### MATERIALS PROVIDED ###
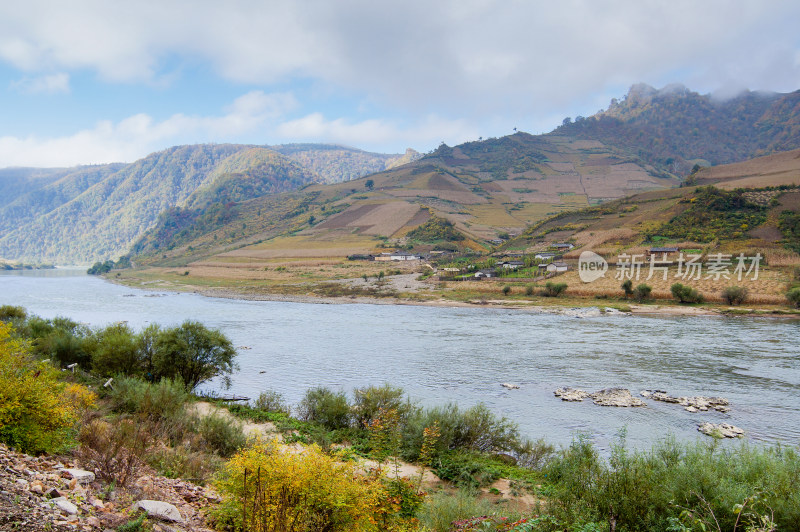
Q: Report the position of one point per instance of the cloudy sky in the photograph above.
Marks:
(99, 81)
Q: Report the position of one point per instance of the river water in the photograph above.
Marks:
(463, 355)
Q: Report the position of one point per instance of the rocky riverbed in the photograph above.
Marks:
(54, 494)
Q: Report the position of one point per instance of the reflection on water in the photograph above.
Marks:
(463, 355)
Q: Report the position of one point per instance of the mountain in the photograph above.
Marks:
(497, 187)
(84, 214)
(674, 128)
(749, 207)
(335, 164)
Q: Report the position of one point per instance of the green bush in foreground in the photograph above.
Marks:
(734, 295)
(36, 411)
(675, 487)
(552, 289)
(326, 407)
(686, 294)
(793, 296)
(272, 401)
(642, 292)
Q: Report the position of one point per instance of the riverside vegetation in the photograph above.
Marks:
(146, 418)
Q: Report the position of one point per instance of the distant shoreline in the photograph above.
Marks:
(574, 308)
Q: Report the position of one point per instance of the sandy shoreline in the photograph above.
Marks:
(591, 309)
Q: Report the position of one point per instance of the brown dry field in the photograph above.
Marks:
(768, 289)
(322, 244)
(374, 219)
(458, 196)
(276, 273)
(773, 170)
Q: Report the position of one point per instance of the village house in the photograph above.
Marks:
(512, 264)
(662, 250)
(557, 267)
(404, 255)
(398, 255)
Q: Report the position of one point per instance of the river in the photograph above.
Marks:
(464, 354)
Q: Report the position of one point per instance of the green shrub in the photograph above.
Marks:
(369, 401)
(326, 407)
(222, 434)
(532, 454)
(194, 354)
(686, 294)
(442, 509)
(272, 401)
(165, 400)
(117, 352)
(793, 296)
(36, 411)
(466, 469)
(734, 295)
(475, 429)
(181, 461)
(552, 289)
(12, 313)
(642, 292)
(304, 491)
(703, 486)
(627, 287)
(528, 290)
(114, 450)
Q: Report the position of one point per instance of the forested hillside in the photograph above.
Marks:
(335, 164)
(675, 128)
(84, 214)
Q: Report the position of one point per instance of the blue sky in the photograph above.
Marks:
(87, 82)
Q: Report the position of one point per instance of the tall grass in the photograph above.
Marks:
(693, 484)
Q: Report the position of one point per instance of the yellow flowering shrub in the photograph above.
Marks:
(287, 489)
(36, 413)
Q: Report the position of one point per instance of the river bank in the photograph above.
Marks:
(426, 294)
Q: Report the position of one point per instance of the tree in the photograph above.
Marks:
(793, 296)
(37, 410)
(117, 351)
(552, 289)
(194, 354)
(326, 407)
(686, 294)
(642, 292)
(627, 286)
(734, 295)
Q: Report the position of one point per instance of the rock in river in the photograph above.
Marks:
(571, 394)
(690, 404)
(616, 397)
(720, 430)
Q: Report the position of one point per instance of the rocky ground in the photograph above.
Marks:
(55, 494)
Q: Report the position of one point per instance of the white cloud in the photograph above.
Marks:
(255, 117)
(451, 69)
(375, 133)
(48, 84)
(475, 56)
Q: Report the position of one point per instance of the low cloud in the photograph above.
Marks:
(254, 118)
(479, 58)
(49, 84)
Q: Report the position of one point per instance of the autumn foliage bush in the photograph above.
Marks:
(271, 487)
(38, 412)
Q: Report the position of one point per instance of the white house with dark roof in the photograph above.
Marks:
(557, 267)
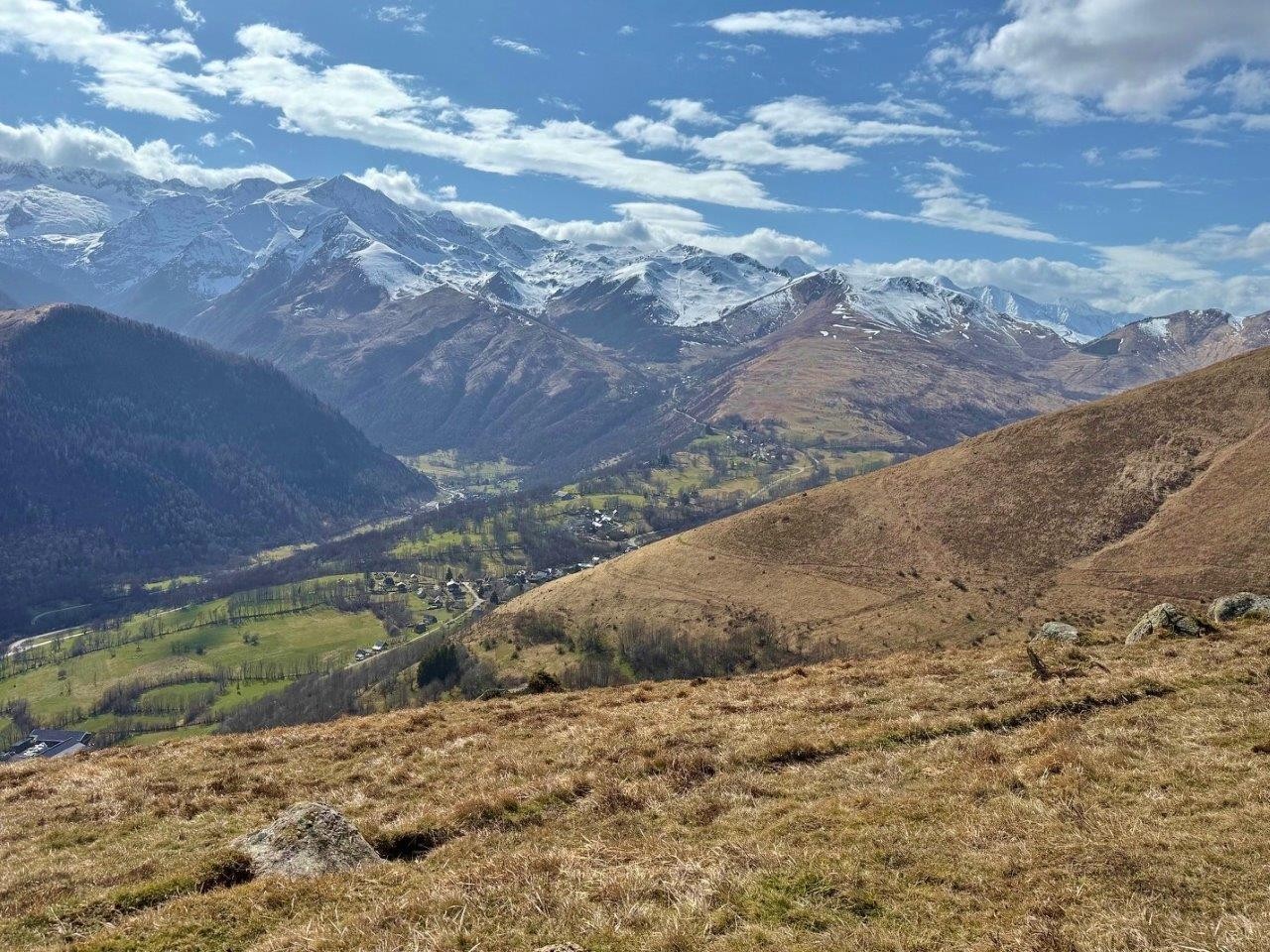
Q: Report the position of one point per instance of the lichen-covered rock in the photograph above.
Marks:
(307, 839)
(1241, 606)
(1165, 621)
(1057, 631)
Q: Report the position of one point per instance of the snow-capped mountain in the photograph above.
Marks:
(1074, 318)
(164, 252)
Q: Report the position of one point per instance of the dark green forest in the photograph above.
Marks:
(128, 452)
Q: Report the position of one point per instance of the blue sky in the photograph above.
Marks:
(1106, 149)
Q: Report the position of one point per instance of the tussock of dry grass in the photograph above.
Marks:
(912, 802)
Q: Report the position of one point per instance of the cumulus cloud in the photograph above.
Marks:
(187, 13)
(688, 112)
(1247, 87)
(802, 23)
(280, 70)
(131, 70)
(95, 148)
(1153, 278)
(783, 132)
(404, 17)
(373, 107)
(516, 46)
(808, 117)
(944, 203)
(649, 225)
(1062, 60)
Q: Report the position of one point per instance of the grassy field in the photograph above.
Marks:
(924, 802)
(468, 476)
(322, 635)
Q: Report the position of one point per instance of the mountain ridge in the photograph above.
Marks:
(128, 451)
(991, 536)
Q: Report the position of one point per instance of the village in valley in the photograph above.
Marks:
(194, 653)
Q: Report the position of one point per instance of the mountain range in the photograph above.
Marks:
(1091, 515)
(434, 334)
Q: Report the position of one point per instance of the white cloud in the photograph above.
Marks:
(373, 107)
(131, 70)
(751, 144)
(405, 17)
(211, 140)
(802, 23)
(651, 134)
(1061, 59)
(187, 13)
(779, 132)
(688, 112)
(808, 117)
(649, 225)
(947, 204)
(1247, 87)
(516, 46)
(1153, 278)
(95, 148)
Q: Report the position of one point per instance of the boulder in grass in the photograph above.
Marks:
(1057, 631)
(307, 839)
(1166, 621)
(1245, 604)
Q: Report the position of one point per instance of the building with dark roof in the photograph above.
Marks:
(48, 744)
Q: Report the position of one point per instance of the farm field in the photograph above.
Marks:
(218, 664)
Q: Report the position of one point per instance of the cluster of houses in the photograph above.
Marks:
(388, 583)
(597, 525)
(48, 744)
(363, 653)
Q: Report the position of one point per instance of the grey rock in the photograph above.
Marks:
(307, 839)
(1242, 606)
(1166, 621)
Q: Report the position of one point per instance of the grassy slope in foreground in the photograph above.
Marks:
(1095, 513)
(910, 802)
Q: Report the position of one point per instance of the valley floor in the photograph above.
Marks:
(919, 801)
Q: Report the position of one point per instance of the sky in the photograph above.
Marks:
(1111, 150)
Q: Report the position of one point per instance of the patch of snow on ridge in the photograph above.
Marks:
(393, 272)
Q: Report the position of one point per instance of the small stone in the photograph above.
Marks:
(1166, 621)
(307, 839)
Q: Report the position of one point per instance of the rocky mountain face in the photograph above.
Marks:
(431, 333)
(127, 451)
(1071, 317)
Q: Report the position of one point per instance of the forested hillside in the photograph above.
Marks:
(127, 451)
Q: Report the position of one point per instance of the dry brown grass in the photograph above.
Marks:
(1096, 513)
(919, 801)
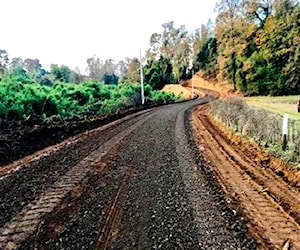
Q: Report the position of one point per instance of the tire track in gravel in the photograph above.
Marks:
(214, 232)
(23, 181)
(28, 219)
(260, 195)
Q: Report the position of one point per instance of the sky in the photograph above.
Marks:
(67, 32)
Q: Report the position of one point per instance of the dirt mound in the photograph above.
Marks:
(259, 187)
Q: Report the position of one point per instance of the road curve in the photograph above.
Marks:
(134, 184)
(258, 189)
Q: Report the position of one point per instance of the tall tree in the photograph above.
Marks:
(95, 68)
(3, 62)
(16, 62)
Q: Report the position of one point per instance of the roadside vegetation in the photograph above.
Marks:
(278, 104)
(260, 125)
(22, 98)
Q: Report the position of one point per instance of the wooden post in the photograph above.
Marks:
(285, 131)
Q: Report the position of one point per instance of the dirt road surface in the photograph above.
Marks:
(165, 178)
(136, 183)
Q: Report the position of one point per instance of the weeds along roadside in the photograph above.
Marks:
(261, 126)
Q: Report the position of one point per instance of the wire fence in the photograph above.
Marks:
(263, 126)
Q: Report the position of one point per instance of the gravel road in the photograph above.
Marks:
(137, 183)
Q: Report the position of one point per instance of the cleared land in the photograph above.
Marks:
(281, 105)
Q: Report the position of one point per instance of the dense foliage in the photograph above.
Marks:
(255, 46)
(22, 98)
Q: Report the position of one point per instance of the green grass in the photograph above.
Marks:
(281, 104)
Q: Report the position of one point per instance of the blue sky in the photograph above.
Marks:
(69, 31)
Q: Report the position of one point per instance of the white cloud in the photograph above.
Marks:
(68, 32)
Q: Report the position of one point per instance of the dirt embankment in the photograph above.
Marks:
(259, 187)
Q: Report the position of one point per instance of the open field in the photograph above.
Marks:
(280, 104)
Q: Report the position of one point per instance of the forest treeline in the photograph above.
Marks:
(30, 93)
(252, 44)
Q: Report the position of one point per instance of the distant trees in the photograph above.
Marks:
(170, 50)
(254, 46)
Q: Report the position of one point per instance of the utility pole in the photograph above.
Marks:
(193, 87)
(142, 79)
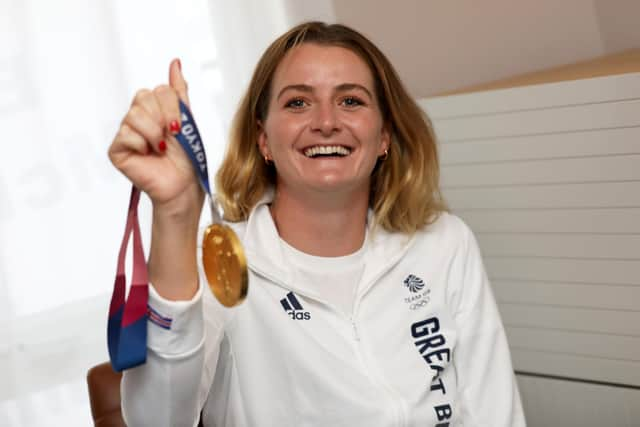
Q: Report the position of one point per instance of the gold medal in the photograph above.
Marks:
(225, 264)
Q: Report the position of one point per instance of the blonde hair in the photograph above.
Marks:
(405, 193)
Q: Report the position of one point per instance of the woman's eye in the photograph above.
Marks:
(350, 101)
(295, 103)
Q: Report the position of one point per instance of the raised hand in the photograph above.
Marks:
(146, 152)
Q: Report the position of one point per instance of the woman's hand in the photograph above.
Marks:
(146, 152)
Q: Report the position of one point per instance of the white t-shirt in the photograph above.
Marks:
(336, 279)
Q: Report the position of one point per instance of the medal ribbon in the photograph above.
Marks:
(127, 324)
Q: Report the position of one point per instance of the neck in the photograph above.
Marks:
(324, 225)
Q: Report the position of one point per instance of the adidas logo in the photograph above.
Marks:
###
## INSTRUCTIONS FOR THE TASK
Send back exactly the lines from the line with "medal in the photograph above." through the end of the records.

## ANSWER TO THIS TASK
Q: Report the position of one point per instance of the gold medal in the photograph above.
Marks:
(225, 264)
Q: Report the position of one point per instance of the blonde hair in the photograph above.
Marks:
(405, 193)
Q: Report the position of one point per instance of the woman's eye in the photograph above.
Marks:
(350, 101)
(295, 103)
Q: Report the position of one point per instance of the raised hand in the photograph above.
Marks:
(146, 152)
Q: Report the position of one point per instance of the woman's hand in the photograph above.
Marks:
(146, 152)
Q: Report the position of one point per instance of the white t-shirt in the photograph above.
Marks:
(336, 279)
Q: Report the position of one point per instance of the medal ribbon in the photograph above.
Marks:
(127, 324)
Q: Report the position of one point per instance of the neck in the photograph above.
Marks:
(324, 225)
Q: Report the position of one point per instance of the adidas logo in the photograph above.
Marks:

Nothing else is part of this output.